TAREA PLANTEADA A
Muestra cada línea de las entradas que aparecen más abajo en la que figure la cadena "covered".
TAREA PLANTEADA B
Prolonga el texto sobre el castillo de Zorita a partir de su última oración.

TEXTO PROPORCIONADO
>>>

Tras la batalla de Alarcos y la retirada de Calatrava y Salvatierra, al impulso de la invasión almohade, la Orden calatraveña hubo de refugiarse en el castillo y lugar de Zorita, donde quedó la sede del maestre y su plana mayor durante algunos años de finales del siglo XII y comienzos del XIII. El maestre Ruy Díaz se dedicó en esa época a fortalecer y mejorar el castillo, dejándole como uno de los más fuertes y eficaces de todo el reino de Toledo, al tiempo que preparaba a la Orden para lanzarla a la lucha, junto a otras fuerzas cristianas, contra el árabe, culminando la operación con el éxito de las Navas de Tolosa en 1212. Tras ella, volvió la Orden a Calatrava, quedando Zorita como Encomienda mayor.

Carlos I y Felipe II, monarcas absolutos y maestres de todas las órdenes militares, decidieron en el siglo XVI enajenar sus bienes y posesiones, poniéndolos a la venta para obtener rentas suficientes con que acudir por Europa a sus guerras de religión y dominio político. fue entonces que la villa y fortaleza de Zorita de los Canes fue puesta en venta, y adquirida en 1565 por su ministro don Ruy Gómez de Silva, luego premiado con el título de duque de Pastrana, de donde también era señor. En 1572, este magnate fundó un mayorazgo en el que incluyó la villa de Zorita y su castillo.

Pasó a su hijo don Rodrigo de Silva y Mendoza, y luego a sus descendientes los duques de Pastrana, hasta que en 1732, los duques del Infantado, a quienes por sucesión había correspon­dido la casa pastranera, vendieron este enclave a don Juan Antonio Pérez de la Torre, antecesor de los condes de San Rafael. Los Becerril, titulares de este condado, lo han vendido recientemente al Ayuntamiento de Zorita, en el simbólico precio de una peseta. Hoy es, por lo tanto, propiedad pública. Municipal.

Es una inolvidable experiencia ver el Castillo de Zorita, desde lejos, y luego subir a su altura, y deambular por sus ruinas esparcidas y gloriosas. Se eleva sobre un roquedal de agrias pendientes a la orilla izquierda del Tajo, amparando con su mole parda el breve caserío del pueblo. Es su estructura un complicado sistema de murallas y puertas, de torreones y ventanales amalgamados a lo largo de los siglos. Su planta es alargada, de norte a sur, estando rodeado todo el recinto de fuerte mura­lla, que en muchos lugares lo único que hace es reforzar la corta­da roca caliza, obteniendo de este modo, visto a distancia, el efecto de ser todo, roquedal y castillo, una misma cosa. Estos muros, dotados antaño de almenas, ya se encuentran desmochados. Y el acceso a este bastión militar se hacía y aún hoy se hace, por dos caminos, penetrando al mismo por dos puertas.

<<<

[Entradas de etiquetado de posición de objetos]

>>>

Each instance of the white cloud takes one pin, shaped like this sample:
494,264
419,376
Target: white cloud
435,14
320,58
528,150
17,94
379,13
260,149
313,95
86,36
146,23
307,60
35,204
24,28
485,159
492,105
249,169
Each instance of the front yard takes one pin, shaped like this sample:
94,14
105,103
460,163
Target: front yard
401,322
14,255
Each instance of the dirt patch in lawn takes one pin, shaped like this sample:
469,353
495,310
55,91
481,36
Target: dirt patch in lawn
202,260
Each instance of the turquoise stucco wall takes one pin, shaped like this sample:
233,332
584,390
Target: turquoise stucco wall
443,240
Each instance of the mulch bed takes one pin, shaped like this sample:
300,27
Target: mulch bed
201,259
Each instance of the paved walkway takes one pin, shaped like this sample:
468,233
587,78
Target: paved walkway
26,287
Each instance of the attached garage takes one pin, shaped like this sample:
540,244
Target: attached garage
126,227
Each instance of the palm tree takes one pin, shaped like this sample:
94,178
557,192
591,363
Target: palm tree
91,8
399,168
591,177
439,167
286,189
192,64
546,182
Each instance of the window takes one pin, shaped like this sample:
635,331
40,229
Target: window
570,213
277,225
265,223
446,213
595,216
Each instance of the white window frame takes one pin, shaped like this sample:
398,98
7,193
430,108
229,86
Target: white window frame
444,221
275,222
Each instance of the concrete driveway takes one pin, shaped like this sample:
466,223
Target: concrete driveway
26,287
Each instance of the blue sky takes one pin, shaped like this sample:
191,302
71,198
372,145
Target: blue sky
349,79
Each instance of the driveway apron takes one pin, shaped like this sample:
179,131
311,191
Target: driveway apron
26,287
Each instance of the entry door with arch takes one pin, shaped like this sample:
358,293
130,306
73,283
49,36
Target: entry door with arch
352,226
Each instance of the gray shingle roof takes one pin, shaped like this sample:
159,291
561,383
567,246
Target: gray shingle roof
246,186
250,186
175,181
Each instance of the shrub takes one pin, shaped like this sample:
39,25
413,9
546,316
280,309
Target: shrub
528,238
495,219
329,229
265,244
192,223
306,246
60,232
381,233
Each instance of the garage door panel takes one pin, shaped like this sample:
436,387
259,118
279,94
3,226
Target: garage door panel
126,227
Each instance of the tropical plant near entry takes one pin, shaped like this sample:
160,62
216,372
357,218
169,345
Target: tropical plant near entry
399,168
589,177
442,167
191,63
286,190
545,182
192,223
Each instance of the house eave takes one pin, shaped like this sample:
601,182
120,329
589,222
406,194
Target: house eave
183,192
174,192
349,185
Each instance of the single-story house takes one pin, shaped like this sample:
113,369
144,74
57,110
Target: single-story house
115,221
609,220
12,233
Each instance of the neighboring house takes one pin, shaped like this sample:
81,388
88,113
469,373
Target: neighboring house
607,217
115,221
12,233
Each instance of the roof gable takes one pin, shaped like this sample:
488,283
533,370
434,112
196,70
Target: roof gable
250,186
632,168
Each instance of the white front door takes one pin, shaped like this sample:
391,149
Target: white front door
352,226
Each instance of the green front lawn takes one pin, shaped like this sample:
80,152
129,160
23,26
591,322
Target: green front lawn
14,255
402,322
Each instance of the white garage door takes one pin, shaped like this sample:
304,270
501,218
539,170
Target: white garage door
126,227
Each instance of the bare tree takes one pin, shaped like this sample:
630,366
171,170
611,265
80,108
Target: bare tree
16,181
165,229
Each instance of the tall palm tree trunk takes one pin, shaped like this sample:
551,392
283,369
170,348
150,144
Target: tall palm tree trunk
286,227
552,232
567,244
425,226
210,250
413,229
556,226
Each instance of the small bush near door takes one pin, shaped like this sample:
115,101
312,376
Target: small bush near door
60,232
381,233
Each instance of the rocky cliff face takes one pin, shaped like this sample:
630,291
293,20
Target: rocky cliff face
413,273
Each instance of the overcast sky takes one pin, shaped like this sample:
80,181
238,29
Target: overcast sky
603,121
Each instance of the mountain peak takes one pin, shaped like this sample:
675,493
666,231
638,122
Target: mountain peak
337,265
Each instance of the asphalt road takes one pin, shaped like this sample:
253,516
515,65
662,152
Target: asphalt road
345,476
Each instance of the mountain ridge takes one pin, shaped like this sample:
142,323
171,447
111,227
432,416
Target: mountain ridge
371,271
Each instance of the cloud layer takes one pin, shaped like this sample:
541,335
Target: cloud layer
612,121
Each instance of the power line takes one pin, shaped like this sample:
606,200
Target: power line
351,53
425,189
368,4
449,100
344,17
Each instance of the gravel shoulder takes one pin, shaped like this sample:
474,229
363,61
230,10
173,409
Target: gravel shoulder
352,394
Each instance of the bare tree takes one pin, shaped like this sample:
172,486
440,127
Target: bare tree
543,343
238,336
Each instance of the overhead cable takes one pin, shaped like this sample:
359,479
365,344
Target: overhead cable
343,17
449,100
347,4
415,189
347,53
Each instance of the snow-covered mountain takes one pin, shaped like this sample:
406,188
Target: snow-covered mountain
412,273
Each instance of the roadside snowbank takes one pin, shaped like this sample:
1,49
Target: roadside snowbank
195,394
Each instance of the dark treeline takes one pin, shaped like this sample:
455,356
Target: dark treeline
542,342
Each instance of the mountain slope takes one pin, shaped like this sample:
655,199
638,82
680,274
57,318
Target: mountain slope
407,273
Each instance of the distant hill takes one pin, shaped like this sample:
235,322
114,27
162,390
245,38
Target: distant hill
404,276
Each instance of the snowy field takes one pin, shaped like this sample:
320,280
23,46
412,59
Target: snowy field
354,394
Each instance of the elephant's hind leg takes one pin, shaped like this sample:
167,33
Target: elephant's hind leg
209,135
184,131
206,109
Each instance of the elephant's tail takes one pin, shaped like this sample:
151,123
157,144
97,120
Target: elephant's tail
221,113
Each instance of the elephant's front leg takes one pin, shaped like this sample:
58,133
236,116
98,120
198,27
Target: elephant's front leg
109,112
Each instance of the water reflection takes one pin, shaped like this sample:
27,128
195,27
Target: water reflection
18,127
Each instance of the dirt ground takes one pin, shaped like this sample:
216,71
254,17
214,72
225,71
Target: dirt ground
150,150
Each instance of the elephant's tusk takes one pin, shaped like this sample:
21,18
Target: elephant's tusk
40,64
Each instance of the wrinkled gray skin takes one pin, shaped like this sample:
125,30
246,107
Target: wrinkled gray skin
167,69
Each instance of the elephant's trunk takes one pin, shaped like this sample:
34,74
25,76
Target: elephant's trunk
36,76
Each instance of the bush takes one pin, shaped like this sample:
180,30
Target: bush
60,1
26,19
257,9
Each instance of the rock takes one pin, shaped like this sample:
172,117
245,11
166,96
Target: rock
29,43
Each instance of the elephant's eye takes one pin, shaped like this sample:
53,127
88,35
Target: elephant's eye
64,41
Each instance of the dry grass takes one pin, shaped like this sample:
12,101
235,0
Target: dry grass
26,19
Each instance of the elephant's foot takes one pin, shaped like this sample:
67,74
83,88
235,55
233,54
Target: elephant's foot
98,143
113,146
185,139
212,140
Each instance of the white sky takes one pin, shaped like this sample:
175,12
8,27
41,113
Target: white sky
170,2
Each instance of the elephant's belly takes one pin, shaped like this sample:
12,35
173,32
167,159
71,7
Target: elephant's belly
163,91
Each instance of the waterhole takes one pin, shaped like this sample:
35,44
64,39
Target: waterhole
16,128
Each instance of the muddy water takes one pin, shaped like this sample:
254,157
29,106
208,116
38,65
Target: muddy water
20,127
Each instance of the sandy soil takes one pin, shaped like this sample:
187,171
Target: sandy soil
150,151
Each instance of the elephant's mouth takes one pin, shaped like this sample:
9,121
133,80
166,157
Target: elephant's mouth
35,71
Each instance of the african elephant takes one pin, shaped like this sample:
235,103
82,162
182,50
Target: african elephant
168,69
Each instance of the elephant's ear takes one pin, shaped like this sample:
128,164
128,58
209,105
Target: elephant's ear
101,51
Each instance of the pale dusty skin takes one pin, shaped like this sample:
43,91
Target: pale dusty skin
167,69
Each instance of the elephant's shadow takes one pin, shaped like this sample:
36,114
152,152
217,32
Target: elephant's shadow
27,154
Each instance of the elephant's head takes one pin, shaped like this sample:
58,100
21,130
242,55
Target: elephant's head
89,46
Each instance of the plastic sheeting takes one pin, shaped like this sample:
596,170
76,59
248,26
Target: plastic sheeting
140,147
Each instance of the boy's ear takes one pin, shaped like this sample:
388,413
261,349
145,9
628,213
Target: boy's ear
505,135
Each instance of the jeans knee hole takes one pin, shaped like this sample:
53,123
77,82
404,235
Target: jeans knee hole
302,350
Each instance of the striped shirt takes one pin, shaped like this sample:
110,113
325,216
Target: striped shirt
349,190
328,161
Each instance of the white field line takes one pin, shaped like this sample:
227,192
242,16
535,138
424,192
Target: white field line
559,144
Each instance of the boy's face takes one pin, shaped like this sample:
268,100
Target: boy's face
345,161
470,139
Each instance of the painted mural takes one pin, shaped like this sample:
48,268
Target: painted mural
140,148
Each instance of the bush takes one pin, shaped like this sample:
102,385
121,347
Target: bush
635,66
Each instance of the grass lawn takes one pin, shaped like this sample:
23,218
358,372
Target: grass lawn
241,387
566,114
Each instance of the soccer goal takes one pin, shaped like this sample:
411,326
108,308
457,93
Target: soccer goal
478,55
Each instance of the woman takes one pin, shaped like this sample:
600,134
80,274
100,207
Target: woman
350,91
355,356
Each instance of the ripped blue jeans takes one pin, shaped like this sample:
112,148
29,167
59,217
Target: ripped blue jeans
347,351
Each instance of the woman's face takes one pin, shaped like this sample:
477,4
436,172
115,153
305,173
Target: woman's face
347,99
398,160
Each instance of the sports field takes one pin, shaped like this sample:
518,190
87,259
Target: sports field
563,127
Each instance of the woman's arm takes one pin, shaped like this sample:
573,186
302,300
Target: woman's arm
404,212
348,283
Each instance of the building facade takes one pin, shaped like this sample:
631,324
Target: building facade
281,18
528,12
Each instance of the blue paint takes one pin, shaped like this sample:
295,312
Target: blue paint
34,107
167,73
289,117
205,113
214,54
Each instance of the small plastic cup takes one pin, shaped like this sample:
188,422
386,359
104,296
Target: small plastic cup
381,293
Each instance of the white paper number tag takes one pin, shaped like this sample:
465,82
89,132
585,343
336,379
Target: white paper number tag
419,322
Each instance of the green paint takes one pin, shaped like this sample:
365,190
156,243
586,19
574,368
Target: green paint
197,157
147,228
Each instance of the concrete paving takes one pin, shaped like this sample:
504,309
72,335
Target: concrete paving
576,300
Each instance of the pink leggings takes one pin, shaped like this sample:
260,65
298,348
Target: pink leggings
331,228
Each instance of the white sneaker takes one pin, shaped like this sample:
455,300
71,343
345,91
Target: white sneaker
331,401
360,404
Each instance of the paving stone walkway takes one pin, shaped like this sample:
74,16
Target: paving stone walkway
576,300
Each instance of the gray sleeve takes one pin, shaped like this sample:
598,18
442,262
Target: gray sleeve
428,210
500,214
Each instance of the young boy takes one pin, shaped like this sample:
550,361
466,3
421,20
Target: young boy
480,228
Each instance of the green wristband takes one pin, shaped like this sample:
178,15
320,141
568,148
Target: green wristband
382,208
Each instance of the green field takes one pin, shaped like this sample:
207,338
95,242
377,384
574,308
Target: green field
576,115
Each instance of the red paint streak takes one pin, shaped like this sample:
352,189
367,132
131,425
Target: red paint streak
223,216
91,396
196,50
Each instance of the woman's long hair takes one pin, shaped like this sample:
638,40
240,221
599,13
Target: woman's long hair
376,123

<<<

RESPUESTA A
Each instance of the snow-covered mountain takes one pin, shaped like this sample:
Target: snow-covered mountain

RESPUESTA B
La más señalada era la forma de llegar a través de un cómodo camino de ronda, que partiendo desde el fondo mismo del valle del arroyo Bodujo, ascendía lentamente bajo los muros del lado oriental. Protegido a su vez por poderosa barbacana, atrave­saba la torre albarrana, una de las piezas mejor conservadas, más atractivas y originales de este edificio, y llegaba hasta el extremo norte de la meseta, entrando a la parte del albácar o patio de armas del castillo. Desde él, se entraba a la fortaleza a través de una puerta abierta en la muralla y de un puente levadizo de madera, ahora inexistente, que saltaba el hondo foso tallado sobre la roca. La otra forma de entrar se hacía por un camino zigzagueante, estrecho, y sometido al control directo de las murallas y torreones, por la cara poniente del castro, arribando hasta la puerta principal, abierta en el comedio del referido muro de poniente, de cara a la villa, en el piso bajo de la llamada torre de armas. Esta puerta es sumamente interesante, por cuanto muestra superpuestas un primer arco apuntado de tipo gótico, y otro arco interior, más antiguo, netamente árabe, en forma de herradura poco acentuada. Entre ambos, el hueco necesario para hacer pasar el rastrillo típico de las entradas seguras a los castillos medievales.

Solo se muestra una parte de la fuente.